> **A run of records**
------------------------

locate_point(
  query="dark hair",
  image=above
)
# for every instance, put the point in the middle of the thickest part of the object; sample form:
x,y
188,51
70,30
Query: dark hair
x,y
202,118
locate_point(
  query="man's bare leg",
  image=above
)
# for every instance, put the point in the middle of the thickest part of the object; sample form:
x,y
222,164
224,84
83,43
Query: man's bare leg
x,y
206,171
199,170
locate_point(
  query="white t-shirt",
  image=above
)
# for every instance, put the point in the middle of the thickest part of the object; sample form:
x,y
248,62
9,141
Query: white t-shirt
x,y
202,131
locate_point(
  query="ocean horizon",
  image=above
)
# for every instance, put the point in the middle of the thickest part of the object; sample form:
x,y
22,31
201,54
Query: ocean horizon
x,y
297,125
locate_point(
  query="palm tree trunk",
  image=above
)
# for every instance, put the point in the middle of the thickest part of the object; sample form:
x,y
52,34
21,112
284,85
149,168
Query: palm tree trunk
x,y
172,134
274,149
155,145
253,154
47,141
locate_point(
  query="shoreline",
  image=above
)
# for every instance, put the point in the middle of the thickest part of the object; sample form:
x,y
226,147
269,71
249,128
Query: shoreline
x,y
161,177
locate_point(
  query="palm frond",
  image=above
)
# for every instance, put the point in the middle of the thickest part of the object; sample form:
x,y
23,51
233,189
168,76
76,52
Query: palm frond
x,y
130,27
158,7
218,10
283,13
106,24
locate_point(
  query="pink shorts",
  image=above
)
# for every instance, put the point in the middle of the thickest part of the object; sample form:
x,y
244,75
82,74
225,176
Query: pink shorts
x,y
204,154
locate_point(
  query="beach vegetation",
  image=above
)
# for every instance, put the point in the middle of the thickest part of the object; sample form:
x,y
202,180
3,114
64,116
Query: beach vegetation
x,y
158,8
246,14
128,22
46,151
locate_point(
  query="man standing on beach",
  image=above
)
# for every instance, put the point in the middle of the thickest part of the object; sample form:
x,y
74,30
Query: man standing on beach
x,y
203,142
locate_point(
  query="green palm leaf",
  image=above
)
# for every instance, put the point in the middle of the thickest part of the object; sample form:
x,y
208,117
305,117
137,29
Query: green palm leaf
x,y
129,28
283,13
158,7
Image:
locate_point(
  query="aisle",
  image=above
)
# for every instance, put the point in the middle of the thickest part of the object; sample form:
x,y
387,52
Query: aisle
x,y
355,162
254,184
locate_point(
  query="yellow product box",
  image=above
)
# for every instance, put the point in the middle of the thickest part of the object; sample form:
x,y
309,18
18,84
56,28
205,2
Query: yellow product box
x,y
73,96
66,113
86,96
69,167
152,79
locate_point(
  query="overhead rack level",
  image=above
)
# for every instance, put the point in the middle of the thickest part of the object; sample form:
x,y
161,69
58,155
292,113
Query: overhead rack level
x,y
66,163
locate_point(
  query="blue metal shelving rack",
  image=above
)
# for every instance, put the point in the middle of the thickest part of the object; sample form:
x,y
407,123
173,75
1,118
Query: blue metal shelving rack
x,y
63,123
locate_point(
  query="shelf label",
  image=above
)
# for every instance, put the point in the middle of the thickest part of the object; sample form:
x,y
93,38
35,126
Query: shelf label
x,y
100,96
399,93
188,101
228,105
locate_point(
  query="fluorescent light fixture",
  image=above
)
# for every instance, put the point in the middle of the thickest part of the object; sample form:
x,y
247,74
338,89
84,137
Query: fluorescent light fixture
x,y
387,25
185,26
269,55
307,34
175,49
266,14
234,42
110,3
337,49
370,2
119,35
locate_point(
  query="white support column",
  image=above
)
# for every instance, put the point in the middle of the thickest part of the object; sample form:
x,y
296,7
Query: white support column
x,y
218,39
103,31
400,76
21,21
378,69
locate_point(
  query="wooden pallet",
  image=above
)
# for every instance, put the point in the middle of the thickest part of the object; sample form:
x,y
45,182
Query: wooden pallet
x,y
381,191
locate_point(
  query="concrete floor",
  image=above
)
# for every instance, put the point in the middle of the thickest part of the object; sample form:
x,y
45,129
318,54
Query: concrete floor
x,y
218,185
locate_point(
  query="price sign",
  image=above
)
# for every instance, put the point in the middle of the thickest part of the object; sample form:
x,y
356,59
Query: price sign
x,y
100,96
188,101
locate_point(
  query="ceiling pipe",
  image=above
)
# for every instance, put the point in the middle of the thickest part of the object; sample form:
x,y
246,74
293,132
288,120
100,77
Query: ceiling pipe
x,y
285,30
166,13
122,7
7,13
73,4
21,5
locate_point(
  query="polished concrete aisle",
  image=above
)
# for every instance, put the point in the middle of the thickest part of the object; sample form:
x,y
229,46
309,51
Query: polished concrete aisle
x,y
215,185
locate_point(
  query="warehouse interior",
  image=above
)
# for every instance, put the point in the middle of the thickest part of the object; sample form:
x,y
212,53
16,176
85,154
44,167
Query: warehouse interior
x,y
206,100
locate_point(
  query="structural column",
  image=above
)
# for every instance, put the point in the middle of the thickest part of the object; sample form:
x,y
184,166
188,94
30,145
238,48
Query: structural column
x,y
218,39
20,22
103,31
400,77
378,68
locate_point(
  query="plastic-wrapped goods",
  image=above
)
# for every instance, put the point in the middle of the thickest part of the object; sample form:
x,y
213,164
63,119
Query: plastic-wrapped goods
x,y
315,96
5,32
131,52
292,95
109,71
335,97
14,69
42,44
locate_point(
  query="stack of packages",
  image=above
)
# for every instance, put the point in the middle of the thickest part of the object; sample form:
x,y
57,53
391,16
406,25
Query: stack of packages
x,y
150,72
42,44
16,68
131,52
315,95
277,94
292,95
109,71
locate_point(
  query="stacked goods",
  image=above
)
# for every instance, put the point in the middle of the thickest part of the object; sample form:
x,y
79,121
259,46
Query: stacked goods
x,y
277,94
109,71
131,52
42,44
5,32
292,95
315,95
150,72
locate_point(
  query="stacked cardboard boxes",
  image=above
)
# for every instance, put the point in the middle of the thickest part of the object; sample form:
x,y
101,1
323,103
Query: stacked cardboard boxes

------------------------

> **DIRECTIONS**
Would you copy out each line exactly as written?

> **EXERCISE OUTPUT**
locate_point(
  query="dark hair",
  image=above
)
# for every instance, put the point in the middle of the thickest part of the object; sample form:
x,y
188,51
70,30
Query: dark hair
x,y
202,118
locate_point(
  query="man's bare leg",
  image=above
)
# for every instance, put the point in the middle of the thickest part of the object; sample form:
x,y
222,164
224,84
83,43
Query: man's bare leg
x,y
206,171
199,170
locate_point(
  query="white t-shirt",
  image=above
)
# for every instance, put the point in the middle of the thickest part of the object; sample form:
x,y
248,62
9,141
Query: white t-shirt
x,y
202,131
locate_point(
  query="ocean horizon",
  image=above
)
# for every instance, put the point in the middle of the thickest part of the object; sample form:
x,y
22,31
201,54
Query: ocean horizon
x,y
297,125
locate_point(
  query="palm tree trunk",
  image=above
)
# for every instance, put the point in the middle of the thickest part of the object; sample form:
x,y
52,34
21,112
284,85
149,168
Query: palm tree trunk
x,y
172,134
274,149
155,145
253,154
47,141
locate_point(
  query="shoreline",
  image=above
)
# for every instance, put the point in the middle of the thickest part of the object; sample form:
x,y
226,147
269,71
249,128
Query: shoreline
x,y
161,177
locate_point(
  query="palm frond",
  image=above
)
# for every instance, put the point in the middle of the thickest part of the object; sample form:
x,y
23,51
233,189
168,76
76,52
Query: palm frond
x,y
130,27
158,7
218,10
283,13
106,24
locate_point(
  query="pink shorts",
  image=above
)
# for every instance, put the point in the middle of the thickest part of the object; sample form:
x,y
244,75
82,74
225,176
Query: pink shorts
x,y
204,154
locate_point(
  query="beach vegetation",
  image=above
)
# for every instance, put the point in the middle of the thickest part of the object; sample form:
x,y
202,180
3,114
64,116
Query: beach vegetation
x,y
158,8
246,14
128,22
46,151
locate_point(
  query="man standing on beach",
  image=above
)
# for every instance, put the point in the middle of the thickest part of the object; sample form:
x,y
74,30
Query: man standing on beach
x,y
203,142
locate_point(
  query="green palm leaf",
  image=above
)
# for every instance, put the point in the middle of the thickest part of the object; sample form:
x,y
208,117
305,117
137,29
Query: green palm leaf
x,y
129,28
283,13
158,7
Image:
locate_point(
  query="aisle",
  image=above
)
# for every instance, put the point in the middle of the thickest part of the object; sample form:
x,y
387,52
Query: aisle
x,y
355,162
254,184
locate_point(
  query="yellow product box",
  image=above
)
# for every instance, put the point in the middle of the thickest part of the object; sample form:
x,y
309,18
18,84
56,28
205,2
Query: yellow product box
x,y
73,96
66,113
86,96
69,167
152,79
locate_point(
  query="overhead rack level",
  image=above
)
# for every instance, put the point in the middle of the thickest part of the object; sample form:
x,y
161,69
58,155
292,113
Query: overhead rack level
x,y
66,163
locate_point(
  query="blue metal shelving rack",
  image=above
)
# for every instance, put the point in the middle of the thickest part of the object; sample form:
x,y
407,123
173,75
1,118
Query: blue metal shelving rack
x,y
63,123
locate_point(
  query="shelf label",
  image=above
)
# for every instance, put the point in the middle of the thickest part of the object; sample form:
x,y
93,38
35,126
Query: shelf label
x,y
100,96
399,93
188,101
228,105
locate_point(
  query="fluorescent light fixture",
  image=above
)
# for every instance, put the point in the middle of the thickest part of the object; sample form:
x,y
247,74
338,89
84,137
Query: fluorescent light fixture
x,y
387,25
185,26
269,55
307,34
175,49
266,14
234,42
110,3
337,49
370,2
119,35
locate_point(
  query="white support column",
  image=above
)
# for every instance, put the point in the middle of the thickest part of the object; sample form:
x,y
296,7
Query: white support column
x,y
218,39
103,31
400,76
21,21
378,69
locate_point(
  query="wooden pallet",
  image=above
)
# for every instance, put the point in the middle of the thickest part of the object; sample form:
x,y
45,182
Query: wooden pallet
x,y
381,191
locate_point(
  query="concrete floor",
  image=above
)
# for every instance, put the point in the middle of the thickest part of the object; sample form:
x,y
45,129
318,54
Query: concrete floor
x,y
218,185
locate_point(
  query="price sign",
  image=above
)
# for every instance, put the point in the middle of the thickest part of the object; sample form:
x,y
356,59
Query: price sign
x,y
100,96
188,101
locate_point(
  query="ceiling pipe",
  image=above
)
# for every instance, put the point in the middle of the thickest part of the object; sample form:
x,y
246,74
293,132
288,120
100,77
Query: ceiling pipe
x,y
285,30
166,13
122,7
7,13
73,4
21,5
locate_point(
  query="polished concrete aisle",
  image=above
)
# for every instance, put the point in the middle of the thickest part of the object; sample form:
x,y
229,46
309,51
Query: polished concrete aisle
x,y
215,185
locate_point(
  query="warehouse interior",
  image=above
)
# for every instance, put the point in the middle of the thickest part of the object; sample form:
x,y
212,53
16,176
85,154
44,167
Query: warehouse interior
x,y
206,100
locate_point(
  query="structural column",
  image=above
)
# for every instance, put the point in the middle of the thickest part of the object; sample form:
x,y
184,166
188,94
30,145
238,48
Query: structural column
x,y
218,39
20,22
103,31
400,77
378,68
locate_point(
  query="plastic-wrapped goods",
  image=above
)
# for every instance, put the point in the middle of the thickest part of the object; sample form:
x,y
213,164
63,119
Query: plastic-wrapped goods
x,y
315,96
5,32
131,52
292,95
109,71
335,97
14,69
42,44
locate_point(
  query="stack of packages",
  image=above
)
# for every instance, put the point in the middle of the thickest part of the object; sample form:
x,y
57,53
391,16
406,25
Query: stack of packages
x,y
150,72
42,44
16,68
131,52
315,95
277,94
292,95
109,71
locate_point(
  query="stacked goods",
  image=above
)
# for every instance, put the point in the middle of the thickest part of the object; sample form:
x,y
79,121
259,46
Query: stacked goods
x,y
277,94
109,71
131,52
42,44
5,32
292,95
315,95
150,72
locate_point(
  query="stacked cardboard boxes",
  image=above
)
# for every instance, put the point in the middle of the thickest part of the object; sample form:
x,y
101,1
323,103
Query: stacked cardboard boxes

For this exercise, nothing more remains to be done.